***** DATA SHOWN *****
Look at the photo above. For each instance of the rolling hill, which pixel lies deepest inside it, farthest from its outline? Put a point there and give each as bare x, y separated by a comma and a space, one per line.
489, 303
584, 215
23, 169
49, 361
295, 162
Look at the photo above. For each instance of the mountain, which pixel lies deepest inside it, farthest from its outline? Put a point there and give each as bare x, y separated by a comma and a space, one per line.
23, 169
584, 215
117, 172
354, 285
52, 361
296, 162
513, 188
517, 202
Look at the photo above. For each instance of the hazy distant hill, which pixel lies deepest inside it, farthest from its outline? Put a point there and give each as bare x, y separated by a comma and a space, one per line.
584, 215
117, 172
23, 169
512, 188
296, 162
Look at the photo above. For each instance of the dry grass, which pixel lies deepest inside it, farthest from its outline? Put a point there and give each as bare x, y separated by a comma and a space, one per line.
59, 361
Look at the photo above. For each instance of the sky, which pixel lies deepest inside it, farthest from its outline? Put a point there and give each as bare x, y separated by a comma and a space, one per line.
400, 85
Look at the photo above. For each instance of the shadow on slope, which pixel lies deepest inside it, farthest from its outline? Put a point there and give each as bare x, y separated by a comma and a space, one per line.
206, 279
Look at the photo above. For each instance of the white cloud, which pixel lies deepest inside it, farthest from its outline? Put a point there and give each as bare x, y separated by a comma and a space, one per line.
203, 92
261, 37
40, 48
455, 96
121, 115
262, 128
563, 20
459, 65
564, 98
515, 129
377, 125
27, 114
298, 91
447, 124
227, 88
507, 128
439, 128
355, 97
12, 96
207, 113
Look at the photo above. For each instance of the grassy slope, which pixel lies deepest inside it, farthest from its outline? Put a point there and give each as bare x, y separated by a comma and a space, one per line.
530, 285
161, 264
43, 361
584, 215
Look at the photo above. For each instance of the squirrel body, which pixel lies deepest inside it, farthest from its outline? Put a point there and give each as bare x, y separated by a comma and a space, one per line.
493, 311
*****
***** DATA SHOWN *****
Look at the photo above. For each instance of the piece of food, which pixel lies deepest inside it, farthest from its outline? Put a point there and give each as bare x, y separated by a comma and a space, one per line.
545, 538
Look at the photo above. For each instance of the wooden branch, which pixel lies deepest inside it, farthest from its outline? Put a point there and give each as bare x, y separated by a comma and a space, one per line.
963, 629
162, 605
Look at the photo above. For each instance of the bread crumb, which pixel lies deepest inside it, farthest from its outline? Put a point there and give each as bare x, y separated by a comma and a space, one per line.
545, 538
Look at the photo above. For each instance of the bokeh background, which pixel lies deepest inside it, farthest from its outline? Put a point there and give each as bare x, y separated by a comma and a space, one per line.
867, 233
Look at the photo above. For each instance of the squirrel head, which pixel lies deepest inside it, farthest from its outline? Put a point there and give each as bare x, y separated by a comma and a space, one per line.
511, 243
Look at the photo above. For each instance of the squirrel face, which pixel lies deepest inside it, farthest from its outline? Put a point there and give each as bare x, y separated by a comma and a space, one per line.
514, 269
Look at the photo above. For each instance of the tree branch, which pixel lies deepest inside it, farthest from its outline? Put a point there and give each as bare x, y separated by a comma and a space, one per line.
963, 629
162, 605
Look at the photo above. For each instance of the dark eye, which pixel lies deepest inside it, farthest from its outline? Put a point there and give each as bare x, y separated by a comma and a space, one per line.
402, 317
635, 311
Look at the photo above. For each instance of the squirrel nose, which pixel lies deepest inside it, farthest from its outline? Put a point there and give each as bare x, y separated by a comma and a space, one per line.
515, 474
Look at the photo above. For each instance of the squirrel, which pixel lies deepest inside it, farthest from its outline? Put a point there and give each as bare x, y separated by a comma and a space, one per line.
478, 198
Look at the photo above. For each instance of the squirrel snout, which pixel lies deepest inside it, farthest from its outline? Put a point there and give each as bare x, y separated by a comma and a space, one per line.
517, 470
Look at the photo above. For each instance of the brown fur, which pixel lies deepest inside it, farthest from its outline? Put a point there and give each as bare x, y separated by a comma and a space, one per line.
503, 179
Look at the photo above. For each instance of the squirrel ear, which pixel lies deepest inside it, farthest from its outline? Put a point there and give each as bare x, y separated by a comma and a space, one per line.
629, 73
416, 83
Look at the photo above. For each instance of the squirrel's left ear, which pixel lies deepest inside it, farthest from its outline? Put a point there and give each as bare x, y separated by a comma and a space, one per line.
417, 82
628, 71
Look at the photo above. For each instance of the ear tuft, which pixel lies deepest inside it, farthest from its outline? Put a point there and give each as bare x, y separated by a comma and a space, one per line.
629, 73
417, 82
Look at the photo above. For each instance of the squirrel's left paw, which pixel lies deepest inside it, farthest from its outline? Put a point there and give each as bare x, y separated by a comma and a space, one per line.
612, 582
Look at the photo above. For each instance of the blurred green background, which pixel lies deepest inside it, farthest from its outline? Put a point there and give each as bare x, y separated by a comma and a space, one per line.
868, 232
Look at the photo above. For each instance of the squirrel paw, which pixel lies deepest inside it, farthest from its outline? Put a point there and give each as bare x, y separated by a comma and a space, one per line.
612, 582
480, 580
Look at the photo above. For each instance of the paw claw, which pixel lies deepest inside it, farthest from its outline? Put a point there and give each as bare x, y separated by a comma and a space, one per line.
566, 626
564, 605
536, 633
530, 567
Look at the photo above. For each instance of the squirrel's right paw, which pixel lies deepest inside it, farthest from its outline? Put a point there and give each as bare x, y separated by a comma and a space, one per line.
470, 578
*****
Which lines in the material contain the word "hill"? Copy each of them.

Look at the photo above. For each instance of the rolling hill, which pixel lies deepest inside it, farthest from its outline? Put a point there and give each as bare x, y separated by a comma and a space, one per line.
Look at the photo above. For each instance of the hazy distant hill, which pixel lies deepest inside it, farthest from its outline? Put a point there and give each as bare x, y separated by a comma and a space, one per line.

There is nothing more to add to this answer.